> [Quoted text]:

Location
- Croydon Road Croydon, Victoria Australia 37°47′21.6″S 145°16′56.4″E﻿ / ﻿37.789333°S 145.282333°E

Information
- Former names: Croydon High School
- Type: Public
- Established: 1958
- Status: Merged 2012 (renamed Melba College in 2013)
- Principal: Terry Bennett
- Qualifications offered: Victorian Certificate of Education (VCE), Victorian Certificate of Applied Learning (VCAL)
- Years offered: 7–12
- Enrolment: 560 (2010)
- Houses: Emerald, Sapphire, Ruby, Gold
- Colours: Red, blue and white
- Values: Respect, Honesty, Commitment, Achievement
- Website: www.croydonsc.vic.edu.au (archived August 2011)

= Croydon Secondary College =

Croydon Secondary College was a secondary school located on Croydon Road in the suburb of Croydon, Victoria, Australia. It was established in 1958 and was initially called Croydon High School. The school's final principal before its merger was Terry Bennett, who was inaugurated at the start of 2011.

==Programs==
The school offered the Victorian Certificate of Education (VCE) and the Victorian Certificate of Applied Learning (VCAL). One LOTE subject was offered, which was German. Croydon's sister school was Albert Einstein Gymnasium, in Ulm, Germany. The college was part of The Eastland Cluster of Schools for Vocational Education Programs, which gave students access to various VET courses, of which VET Music was hosted at Croydon Secondary.

> [Your task]:
In the Croydon Secondary College article, copy the part that opens with the words containing "Croydon Secondary College was" and closes with "start of 2011.", swapping "Croydon High School" for "Croydon Technical School". The entries after this article are separate material.

> [Supplied material]:
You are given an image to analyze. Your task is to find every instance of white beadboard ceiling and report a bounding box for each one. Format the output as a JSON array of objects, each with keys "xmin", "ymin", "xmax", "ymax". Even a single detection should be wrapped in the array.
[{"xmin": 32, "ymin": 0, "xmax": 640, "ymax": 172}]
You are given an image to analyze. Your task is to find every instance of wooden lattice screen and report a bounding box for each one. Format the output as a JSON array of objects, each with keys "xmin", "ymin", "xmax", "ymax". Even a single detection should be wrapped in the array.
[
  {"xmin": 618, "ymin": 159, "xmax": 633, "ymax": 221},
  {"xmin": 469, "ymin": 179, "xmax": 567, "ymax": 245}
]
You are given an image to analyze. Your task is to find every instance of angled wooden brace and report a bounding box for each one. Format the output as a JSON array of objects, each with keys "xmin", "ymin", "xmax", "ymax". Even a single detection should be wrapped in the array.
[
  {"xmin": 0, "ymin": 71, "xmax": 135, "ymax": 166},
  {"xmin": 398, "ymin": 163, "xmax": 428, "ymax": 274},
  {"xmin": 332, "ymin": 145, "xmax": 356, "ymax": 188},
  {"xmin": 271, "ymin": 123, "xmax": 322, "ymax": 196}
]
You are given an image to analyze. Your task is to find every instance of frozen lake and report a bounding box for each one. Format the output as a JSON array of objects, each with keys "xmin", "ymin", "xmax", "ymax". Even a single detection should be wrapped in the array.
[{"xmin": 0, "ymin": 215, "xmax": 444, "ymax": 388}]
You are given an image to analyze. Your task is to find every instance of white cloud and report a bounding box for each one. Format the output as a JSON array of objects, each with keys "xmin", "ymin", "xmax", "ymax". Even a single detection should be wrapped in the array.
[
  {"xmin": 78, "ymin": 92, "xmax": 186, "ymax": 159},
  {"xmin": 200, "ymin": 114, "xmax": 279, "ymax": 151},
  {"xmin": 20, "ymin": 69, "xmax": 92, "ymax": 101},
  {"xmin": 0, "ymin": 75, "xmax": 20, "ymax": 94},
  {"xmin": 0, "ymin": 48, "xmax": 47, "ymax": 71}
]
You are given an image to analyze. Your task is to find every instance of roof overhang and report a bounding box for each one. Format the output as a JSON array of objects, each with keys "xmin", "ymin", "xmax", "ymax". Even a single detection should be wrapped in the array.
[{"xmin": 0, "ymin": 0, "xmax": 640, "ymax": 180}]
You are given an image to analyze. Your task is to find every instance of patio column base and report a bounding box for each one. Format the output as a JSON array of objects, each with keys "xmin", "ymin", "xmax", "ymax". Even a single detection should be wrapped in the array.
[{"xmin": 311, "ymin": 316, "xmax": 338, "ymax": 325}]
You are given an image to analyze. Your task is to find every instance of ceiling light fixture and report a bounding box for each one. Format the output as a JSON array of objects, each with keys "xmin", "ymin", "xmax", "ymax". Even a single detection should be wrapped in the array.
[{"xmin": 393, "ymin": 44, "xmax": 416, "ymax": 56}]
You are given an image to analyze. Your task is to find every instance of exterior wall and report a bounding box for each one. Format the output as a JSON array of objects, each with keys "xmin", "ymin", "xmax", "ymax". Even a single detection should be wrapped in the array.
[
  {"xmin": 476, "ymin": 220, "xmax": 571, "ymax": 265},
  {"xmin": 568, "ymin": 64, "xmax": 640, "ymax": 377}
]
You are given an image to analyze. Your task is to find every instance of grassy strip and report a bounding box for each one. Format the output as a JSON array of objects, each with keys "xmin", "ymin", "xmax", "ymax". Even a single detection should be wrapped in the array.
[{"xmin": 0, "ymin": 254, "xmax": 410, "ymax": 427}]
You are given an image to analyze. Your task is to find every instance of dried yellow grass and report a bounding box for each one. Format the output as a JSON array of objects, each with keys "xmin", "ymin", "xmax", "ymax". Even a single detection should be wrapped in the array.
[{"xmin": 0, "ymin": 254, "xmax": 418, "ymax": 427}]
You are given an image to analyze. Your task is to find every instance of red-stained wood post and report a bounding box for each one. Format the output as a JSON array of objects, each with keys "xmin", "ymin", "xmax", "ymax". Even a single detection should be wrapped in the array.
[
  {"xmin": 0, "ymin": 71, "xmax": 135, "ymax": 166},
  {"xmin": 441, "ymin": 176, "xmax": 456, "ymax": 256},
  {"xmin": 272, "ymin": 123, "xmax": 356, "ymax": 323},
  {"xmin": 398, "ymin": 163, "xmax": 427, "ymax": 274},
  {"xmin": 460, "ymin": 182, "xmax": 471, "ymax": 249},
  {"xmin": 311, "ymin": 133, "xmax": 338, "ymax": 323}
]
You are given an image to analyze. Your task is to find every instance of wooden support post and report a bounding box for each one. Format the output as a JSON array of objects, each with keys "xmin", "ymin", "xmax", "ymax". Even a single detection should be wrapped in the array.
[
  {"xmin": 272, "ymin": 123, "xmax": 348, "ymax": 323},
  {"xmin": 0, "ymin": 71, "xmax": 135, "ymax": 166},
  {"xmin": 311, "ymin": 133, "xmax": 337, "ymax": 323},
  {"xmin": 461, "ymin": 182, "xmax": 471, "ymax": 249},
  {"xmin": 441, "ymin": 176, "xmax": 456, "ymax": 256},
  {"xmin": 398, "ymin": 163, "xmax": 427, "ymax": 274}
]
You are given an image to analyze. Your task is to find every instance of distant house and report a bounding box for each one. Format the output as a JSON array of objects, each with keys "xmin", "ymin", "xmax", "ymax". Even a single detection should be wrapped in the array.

> [Output for this exercise]:
Croydon Secondary College was a secondary school located on Croydon Road in the suburb of Croydon, Victoria, Australia. It was established in 1958 and was initially called Croydon Technical School. The school's final principal before its merger was Terry Bennett, who was inaugurated at the start of 2011.